start
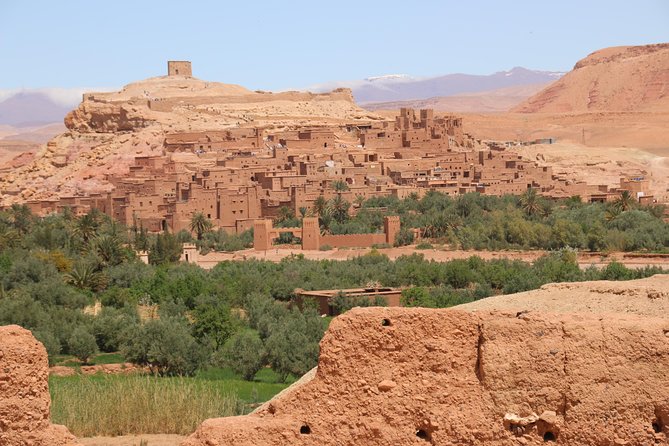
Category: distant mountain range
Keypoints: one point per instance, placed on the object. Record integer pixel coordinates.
(398, 87)
(32, 108)
(29, 109)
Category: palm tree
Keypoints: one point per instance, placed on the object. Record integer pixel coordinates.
end
→ **STATED EXERCISE**:
Rewrite the stretch from the line containing "Category: palm tree" through the end of the items, swapping "per instance" for "for each instance" and keeping everything else the same. Return only those lines.

→ **CORRECT RESULT**:
Category: palm tree
Keypoints: one point for each instance, placed on the object. Record integer pixel coordinates.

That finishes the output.